__Arbeitsauftrag A__
Gib aus dem Interview zur atomaren Abrüstung den Abschnitt von „Frau Schaper, US-Präsident“ bis einschließlich „in der Weltpolitik.“ wortgetreu wieder.
__Arbeitsauftrag B__
Welchen Vertrag kündigte US-Präsident George W. Bush laut dem Interview zur atomaren Abrüstung auf?
__Arbeitsauftrag C__
Schreibe das Interview zur atomaren Abrüstung im Anschluss an seinen letzten Satz weiter.

__Vorliegender Text__
—————

Internationale Kooperation sei trotz aller Widrigkeiten wichtig, sagt die Abrüstungs-Expertin Annette Schaper. Warnung vor fatalen politischen Entwicklungen

15.08.2016
2023-08-30T12:30:05.7200Z
5 Min

Frau Schaper, US-Präsident Barack Obama hatte 2009 in Prag die Vision einer atomwaffenfreien Welt beschworen. Wie steht es aktuell um die Abrüstung der nuklearen Arsenale?

Obamas Prager Rede hat hoffen lassen. Realisiert wurde aber nichts. Im Gegenteil: Die Beziehungen zu Russland sind schlechter und schlechter geworden. Das Thema kernwaffenfreie Welt spielt aktuell keine Rolle mehr in der Weltpolitik.

Das klingt nicht sehr optimistisch.

In Abrüstungsfragen gibt es immer ein Auf und Ab. In den 1990ern gab es beispielsweise große Hoffnungen, die auch von Präsident Bill Clinton und dem russischen Präsidenten Boris Jelzin genährt wurden. Sie zeigten sich etwa offen gegenüber Ideen, auch die eigentliche Vernichtung von nuklearen Sprengköpfen verifizieren zu lassen. Bisher wird nur verifiziert, ob die Sprengköpfe von ihren Trägern entfernt werden. Was danach passiert, etwa ob die Sprengköpfe gelagert oder vernichtet werden, wird nicht überprüft. Schwere Rückschläge gab es dann aber unter der Regierung von US-Präsident George W. Bush. Er kündigte den ABM-Vertrag auf. Das war ein ganz fataler Fehler und hat die Russen frustriert und ernüchtert. Damit begann der Niedergang der Entspannung. Aber auch von der Verifikation hielt die damalige Regierung gar nichts. Trotzdem gibt es in der wissenschaftlichen Szene und auch bei einigen Entscheidungsträgern weitere Überlegungen, wie man bei der Abrüstung vorankommen könnte.

—————

__Bereitgestellte Daten__
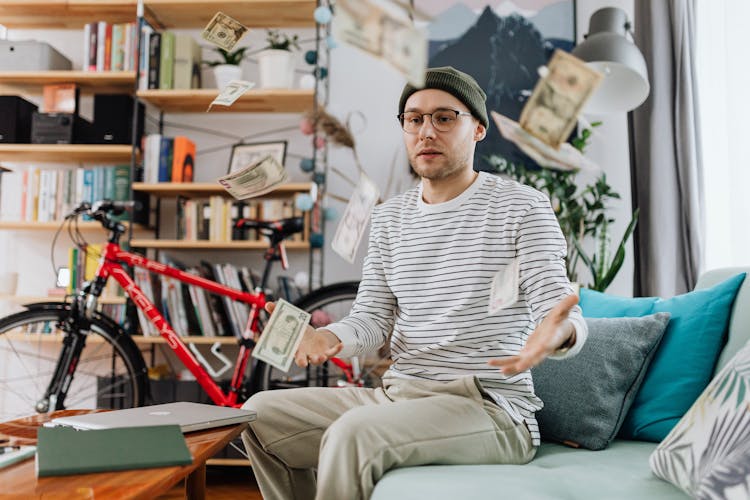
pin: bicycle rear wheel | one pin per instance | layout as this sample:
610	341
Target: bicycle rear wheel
326	305
110	372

—————

__Antwort A__
Frau Schaper, US-Präsident Barack Obama hatte 2009 in Prag die Vision einer atomwaffenfreien Welt beschworen. Wie steht es aktuell um die Abrüstung der nuklearen Arsenale?

Obamas Prager Rede hat hoffen lassen. Realisiert wurde aber nichts. Im Gegenteil: Die Beziehungen zu Russland sind schlechter und schlechter geworden. Das Thema kernwaffenfreie Welt spielt aktuell keine Rolle mehr in der Weltpolitik.

__Antwort B__
Den ABM-Vertrag.

__Antwort C__
Was muss passieren?

Es müssen von wissenschaftlicher Seite Projekte angegangen werden, um Lösungen zu präsentieren, wenn sich eines Tages die politische Stimmung wieder dreht. Dafür gibt es ein historisches Beispiel. Bereits in den 1950ern wurde ein Verbot für Atomwaffentests gefordert. Das galt lange als völlig unrealistisch. Trotzdem wurde eine internationale Wissenschaftlergruppe mit der Untersuchung beauftragt, wie man einen Teststopp verifizieren könnte, etwa durch die Messung und Analyse von Bodenerschütterungen. Dann drehte sich der Wind und während der Verhandlungen zum Teststopp-Vertrag in den 1960ern konnten fertige Lösungen aus der Tasche gezogen werden. So könnte es auch bei der Abrüstungsfrage weitergehen.

Und auf politischer Ebene?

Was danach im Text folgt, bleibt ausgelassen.